BEGIN Text for analysis

Archive | June, 2009


30 Jun

Lisa and I are spending a week at her parents house in Dana Point. This is the view from their kitchen:


So yes, I’m in heaven. We answer e-mails, go to yoga class, and hit the beach, feed the kids and go swimming at the neighborhood pool. Plenty of chocolate in the house, plenty of sand and sunshine. Heaven on earth.

Yesterday I went to Yoga works down the street and took “Power Yoga” with Geo. Lisa sent me off and said, “you’ve got to take class with Geo – he’s crazy!” She then added that she took class with him before she was the yoga master she now is – and she isn’t sure if he really is any good! So off I went. I thought, Geo sounded like a Pokemon character, what could be more fun than taking class from a pokemon-yogi? Geo didn’t disappoint. He’s a bit silly, and has a white afro and a very gentle way about him. He is fun, the Yoga Works studio is charming and the students were friendly. There was a lot of movement versus static poses – and that felt great. We did about 100 chatarunga push-ups, and you know how I love my push-ups.  His music was fun and I really enjoyed it. Nothing like hitting the beach after that kind of a good detox sweat.

I did notice a couple of things though. In comparison, I have to say that the students at Cosmic Dog have rockin’ form. Whenever I travel to other studios, I notice that many of the “advanced” classes include a lot of students who are there for the ego-trip of being advanced, whatever that means. Hence, they never really learn wise form and/or technique because of the pace of the advanced classes, or power label. I’m proud of what the teachers are doing at The Dog – it’s good, safe, effective yoga. We’re blessed. The other thing I noticed about the students there is that they chat during class. Seriously, during savasana, they tell the teacher, “you’re looking very fit!” and he tells them his latest eating regimen. Strange….. fun… but strange!



26 Jun

In case you find yourself in a similar situation of making bad judgments, let me give you a little advice:

1. Never let the youngest in the family know her father is taking “Da Boys” out to see Tranformers – without her.

2. As a consolation, watching Sleeping Beauty – because she doesn’t get enough “girl influence” – is again,  bad judgment.

3. Sleeping Beauty is not a healthy substitute for the violence she would have otherwise seen in Tranformers with Da Boys. Have you seen that wicked Dragon try to slay the lame prince who doesn’t speak? Scary. (And seriously, what does Aurora/Rose see in that man? Yea, he has a great horse. Drew and I talked a lot about the horse.)

END Text for analysis

> [What to work on] In the blog archive, where are Lisa and the writer spending a week?

BEGIN Dataset

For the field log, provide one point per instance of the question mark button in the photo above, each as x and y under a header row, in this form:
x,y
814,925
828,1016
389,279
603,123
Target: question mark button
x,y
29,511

END Dataset

> [Your solution] At Lisa's parents' house in Dana Point.